The problem:
Your answer must be a word-for-word copy of the listing below, minus its pictures.
::: Data for analysis
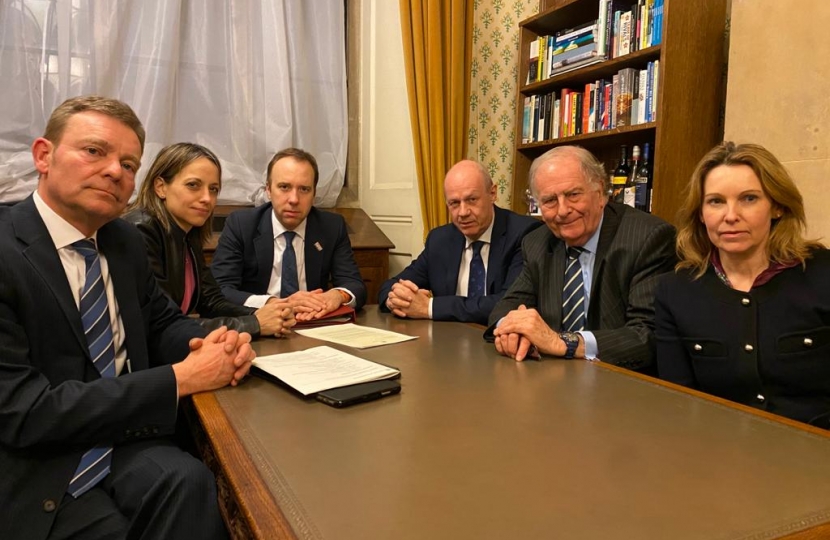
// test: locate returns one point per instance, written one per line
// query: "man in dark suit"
(88, 385)
(287, 248)
(467, 265)
(587, 286)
::::::
Response box:
// test: locate returns one point per instance, written one per line
// query: "man in dark suit"
(88, 385)
(287, 248)
(467, 265)
(587, 286)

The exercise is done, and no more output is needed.